***** 記録の抜粋

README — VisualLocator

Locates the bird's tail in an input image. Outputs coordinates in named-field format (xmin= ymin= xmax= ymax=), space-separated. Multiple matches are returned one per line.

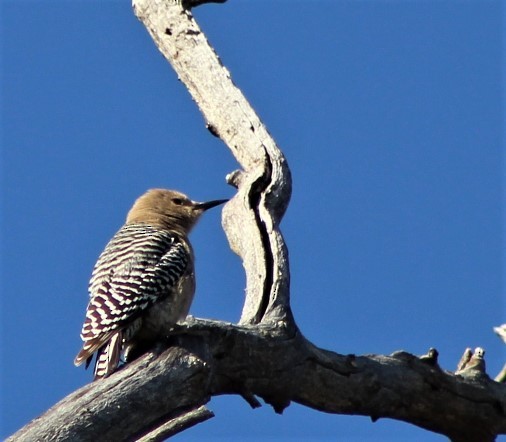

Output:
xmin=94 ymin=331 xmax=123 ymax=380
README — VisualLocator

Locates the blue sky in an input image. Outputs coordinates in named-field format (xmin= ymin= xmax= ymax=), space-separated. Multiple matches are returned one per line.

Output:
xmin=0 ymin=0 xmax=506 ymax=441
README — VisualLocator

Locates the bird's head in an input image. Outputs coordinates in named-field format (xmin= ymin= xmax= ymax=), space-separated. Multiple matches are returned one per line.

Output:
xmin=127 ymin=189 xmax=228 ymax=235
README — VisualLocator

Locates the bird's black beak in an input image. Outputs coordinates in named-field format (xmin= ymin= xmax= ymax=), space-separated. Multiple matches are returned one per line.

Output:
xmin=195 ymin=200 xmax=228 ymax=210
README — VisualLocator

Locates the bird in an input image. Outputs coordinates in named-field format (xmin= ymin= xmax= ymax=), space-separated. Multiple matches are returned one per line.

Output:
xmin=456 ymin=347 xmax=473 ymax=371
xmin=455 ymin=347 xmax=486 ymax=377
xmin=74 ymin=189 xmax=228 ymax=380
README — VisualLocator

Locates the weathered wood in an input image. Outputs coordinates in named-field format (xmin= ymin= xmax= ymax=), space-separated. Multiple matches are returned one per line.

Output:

**********

■ 練習問題: 上の項目をすべて、「input image」を「source image」に変えて書き直してください。ほかの部分はそのままにし、画像は答えに入れないでください。

■ 解答:
README — VisualLocator

Locates the bird's tail in an source image. Outputs coordinates in named-field format (xmin= ymin= xmax= ymax=), space-separated. Multiple matches are returned one per line.


Output:
xmin=94 ymin=331 xmax=123 ymax=380
README — VisualLocator

Locates the blue sky in an source image. Outputs coordinates in named-field format (xmin= ymin= xmax= ymax=), space-separated. Multiple matches are returned one per line.

Output:
xmin=0 ymin=0 xmax=506 ymax=441
README — VisualLocator

Locates the bird's head in an source image. Outputs coordinates in named-field format (xmin= ymin= xmax= ymax=), space-separated. Multiple matches are returned one per line.

Output:
xmin=127 ymin=189 xmax=228 ymax=235
README — VisualLocator

Locates the bird's black beak in an source image. Outputs coordinates in named-field format (xmin= ymin= xmax= ymax=), space-separated. Multiple matches are returned one per line.

Output:
xmin=195 ymin=200 xmax=228 ymax=210
README — VisualLocator

Locates the bird in an source image. Outputs coordinates in named-field format (xmin= ymin= xmax= ymax=), space-separated. Multiple matches are returned one per line.

Output:
xmin=456 ymin=347 xmax=473 ymax=371
xmin=455 ymin=347 xmax=486 ymax=377
xmin=74 ymin=189 xmax=228 ymax=380
README — VisualLocator

Locates the weathered wood in an source image. Outputs coordinates in named-field format (xmin= ymin= xmax= ymax=), space-separated. Multiple matches are returned one per line.

Output:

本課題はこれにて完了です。